[Entries from a data source]
-*-
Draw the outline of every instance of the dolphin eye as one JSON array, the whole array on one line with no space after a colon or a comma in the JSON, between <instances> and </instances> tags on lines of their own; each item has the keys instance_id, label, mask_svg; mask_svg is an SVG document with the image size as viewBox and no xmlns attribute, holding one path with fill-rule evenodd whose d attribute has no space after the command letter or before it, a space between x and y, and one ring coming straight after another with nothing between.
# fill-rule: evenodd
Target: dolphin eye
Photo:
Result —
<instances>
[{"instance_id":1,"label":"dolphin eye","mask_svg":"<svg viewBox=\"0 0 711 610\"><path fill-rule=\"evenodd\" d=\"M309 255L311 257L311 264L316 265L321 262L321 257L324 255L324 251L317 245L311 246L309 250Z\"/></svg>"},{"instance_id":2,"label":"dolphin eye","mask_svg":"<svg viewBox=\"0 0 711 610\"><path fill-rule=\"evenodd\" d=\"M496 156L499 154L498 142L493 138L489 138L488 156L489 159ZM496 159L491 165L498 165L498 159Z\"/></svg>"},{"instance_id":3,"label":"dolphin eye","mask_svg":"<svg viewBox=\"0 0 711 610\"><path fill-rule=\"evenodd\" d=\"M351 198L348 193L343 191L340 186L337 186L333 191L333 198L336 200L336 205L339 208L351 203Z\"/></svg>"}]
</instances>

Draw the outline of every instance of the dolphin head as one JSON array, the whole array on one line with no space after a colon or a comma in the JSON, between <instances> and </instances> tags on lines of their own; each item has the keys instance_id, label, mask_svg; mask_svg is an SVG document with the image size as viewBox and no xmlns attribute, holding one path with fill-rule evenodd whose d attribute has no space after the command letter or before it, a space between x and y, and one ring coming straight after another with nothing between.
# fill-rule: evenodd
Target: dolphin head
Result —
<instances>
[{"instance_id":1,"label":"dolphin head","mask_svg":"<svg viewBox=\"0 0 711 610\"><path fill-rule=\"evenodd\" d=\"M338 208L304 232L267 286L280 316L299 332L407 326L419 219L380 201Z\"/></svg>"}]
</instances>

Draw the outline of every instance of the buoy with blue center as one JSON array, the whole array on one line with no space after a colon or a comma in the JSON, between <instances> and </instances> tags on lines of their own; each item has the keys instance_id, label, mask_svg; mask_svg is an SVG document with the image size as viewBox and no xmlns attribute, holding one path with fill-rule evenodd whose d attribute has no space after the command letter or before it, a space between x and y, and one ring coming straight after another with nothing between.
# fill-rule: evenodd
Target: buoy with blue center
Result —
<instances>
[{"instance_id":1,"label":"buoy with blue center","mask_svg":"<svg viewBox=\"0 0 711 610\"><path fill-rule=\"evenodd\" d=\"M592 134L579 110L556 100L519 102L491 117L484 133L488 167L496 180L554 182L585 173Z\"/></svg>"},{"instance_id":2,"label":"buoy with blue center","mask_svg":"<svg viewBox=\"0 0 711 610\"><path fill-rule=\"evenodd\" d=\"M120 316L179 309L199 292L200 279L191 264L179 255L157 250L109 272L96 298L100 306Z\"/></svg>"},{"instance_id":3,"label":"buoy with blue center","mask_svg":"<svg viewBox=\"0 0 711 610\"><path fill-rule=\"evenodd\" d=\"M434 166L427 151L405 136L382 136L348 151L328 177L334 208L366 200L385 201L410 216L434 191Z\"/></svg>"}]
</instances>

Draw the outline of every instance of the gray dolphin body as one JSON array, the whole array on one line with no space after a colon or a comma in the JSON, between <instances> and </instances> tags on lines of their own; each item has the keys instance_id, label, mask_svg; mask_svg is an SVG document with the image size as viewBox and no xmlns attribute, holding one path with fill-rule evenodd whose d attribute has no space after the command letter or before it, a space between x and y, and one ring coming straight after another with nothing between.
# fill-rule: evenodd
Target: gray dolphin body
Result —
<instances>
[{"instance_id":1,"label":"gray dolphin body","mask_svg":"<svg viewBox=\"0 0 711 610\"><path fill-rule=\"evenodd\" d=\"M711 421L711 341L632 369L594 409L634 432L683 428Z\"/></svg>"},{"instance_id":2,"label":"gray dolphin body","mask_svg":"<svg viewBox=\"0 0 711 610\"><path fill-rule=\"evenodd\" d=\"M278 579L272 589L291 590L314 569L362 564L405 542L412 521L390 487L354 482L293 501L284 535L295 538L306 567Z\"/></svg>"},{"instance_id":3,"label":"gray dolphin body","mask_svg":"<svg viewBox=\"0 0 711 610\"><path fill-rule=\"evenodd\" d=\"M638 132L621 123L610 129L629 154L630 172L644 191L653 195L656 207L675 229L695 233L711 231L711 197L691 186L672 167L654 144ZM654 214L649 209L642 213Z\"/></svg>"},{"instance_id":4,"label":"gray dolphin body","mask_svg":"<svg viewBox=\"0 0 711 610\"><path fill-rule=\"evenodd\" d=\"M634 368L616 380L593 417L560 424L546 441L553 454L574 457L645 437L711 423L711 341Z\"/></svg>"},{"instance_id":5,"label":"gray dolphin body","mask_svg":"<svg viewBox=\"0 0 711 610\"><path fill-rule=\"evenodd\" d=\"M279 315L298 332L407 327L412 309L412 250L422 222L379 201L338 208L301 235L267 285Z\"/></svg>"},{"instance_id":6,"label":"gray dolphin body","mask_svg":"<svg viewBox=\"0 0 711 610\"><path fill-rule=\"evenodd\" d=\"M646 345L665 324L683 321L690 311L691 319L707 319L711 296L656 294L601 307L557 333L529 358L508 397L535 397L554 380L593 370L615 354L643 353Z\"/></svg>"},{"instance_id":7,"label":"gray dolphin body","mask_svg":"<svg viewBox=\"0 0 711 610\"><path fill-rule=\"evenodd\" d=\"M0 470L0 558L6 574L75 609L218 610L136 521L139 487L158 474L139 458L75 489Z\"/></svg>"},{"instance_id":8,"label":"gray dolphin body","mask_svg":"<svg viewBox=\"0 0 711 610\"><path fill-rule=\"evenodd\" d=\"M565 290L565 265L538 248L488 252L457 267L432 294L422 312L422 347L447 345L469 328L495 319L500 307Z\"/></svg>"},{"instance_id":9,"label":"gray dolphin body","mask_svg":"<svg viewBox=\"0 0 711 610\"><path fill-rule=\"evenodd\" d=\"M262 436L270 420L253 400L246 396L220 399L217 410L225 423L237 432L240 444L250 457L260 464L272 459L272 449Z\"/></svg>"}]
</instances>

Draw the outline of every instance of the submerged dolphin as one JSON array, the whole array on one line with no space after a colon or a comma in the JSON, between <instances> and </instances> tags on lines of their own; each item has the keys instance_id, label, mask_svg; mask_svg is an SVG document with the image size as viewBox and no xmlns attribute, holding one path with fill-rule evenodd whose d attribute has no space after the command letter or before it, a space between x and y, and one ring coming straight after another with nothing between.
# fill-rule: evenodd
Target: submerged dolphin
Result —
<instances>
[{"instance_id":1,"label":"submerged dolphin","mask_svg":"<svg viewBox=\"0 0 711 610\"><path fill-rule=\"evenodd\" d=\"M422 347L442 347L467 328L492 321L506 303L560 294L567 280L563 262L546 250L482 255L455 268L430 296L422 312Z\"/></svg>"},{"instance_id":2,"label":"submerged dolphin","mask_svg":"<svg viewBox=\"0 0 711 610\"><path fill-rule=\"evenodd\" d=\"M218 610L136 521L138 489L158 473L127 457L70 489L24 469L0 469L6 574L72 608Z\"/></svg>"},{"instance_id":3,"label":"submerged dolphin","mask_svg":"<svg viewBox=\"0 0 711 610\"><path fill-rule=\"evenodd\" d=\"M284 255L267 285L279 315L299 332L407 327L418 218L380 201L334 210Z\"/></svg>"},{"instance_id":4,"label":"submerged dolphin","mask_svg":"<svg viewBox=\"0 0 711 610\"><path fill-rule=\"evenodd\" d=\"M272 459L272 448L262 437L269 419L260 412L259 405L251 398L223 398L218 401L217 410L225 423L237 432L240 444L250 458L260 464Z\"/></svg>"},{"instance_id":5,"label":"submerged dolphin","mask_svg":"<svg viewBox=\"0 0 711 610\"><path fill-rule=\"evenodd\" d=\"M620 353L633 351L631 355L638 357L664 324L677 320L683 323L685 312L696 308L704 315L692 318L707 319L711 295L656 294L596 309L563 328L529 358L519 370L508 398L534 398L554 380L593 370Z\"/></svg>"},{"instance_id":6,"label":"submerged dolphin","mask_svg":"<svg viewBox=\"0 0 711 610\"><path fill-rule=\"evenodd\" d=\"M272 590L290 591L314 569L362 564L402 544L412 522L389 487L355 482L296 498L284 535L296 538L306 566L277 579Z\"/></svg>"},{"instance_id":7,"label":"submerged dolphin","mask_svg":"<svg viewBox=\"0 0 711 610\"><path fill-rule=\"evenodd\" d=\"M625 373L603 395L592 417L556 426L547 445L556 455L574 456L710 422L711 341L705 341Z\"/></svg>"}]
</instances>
-*-
▸ Written problem: Please report each line of the entries above that contains the string "Target". Case counts.

▸ Finished answer:
Target: dolphin eye
Target: dolphin head
Target: buoy with blue center
Target: gray dolphin body
Target: submerged dolphin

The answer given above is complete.